Show every line in the items below that contains the word "lion". Case counts.

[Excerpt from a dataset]
::::::::::
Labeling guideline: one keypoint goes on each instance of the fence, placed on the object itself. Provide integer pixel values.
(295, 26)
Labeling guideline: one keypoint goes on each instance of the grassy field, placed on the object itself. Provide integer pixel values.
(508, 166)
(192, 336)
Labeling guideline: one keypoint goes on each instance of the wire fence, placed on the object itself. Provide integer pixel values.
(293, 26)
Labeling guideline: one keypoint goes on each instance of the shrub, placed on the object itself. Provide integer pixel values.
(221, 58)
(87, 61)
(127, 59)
::::::::::
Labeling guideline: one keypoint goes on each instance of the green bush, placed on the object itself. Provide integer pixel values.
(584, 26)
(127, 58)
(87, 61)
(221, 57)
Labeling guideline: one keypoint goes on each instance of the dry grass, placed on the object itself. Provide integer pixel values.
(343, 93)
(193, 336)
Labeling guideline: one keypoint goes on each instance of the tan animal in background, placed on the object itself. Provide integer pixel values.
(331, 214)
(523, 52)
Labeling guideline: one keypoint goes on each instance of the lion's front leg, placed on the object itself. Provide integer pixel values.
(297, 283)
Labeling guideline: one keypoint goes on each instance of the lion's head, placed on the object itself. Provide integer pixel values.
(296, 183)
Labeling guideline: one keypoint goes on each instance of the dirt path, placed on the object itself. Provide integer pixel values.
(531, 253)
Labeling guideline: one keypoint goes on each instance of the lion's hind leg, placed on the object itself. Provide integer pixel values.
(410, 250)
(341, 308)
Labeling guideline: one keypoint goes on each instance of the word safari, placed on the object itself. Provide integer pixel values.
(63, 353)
::::::::::
> **WRITTEN RESPONSE**:
Labeling guideline: one keypoint goes on each instance of the lion's front leg, placed on the object itself. Provide integer pixel values.
Labeling guideline: one keypoint goes on each instance of the lion's head, placed on the object itself. Provide integer pixel values.
Labeling guideline: one keypoint goes on each instance of the lion's hind leg, placed on the object itself. Provide integer pixel values.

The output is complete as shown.